- **Brief**: Output the records exactly. Include every line.

- **Entries**:
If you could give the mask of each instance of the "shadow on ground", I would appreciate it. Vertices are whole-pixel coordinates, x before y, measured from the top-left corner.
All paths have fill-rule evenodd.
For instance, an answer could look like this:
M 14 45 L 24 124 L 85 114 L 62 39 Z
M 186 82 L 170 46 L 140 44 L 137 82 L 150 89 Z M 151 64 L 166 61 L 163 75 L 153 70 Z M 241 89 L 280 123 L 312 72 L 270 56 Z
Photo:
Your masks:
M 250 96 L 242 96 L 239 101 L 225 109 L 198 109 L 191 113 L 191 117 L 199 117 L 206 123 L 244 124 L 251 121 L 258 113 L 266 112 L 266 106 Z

- **Written solution**:
If you could give the mask of each instance of the "shadow on ground", I would appreciate it. Vertices are whole-pixel coordinates, x before y, measured from the top-left corner.
All paths have fill-rule evenodd.
For instance, an answer could look like this:
M 14 45 L 24 124 L 85 114 L 62 39 Z
M 186 82 L 170 46 L 140 44 L 137 82 L 150 89 Z M 151 64 L 166 61 L 163 75 L 153 70 Z M 241 89 L 280 123 L 312 72 L 270 56 Z
Photo:
Your masks:
M 250 96 L 242 96 L 239 101 L 225 109 L 198 109 L 191 113 L 191 117 L 199 117 L 206 123 L 244 124 L 251 121 L 258 113 L 266 112 L 266 106 Z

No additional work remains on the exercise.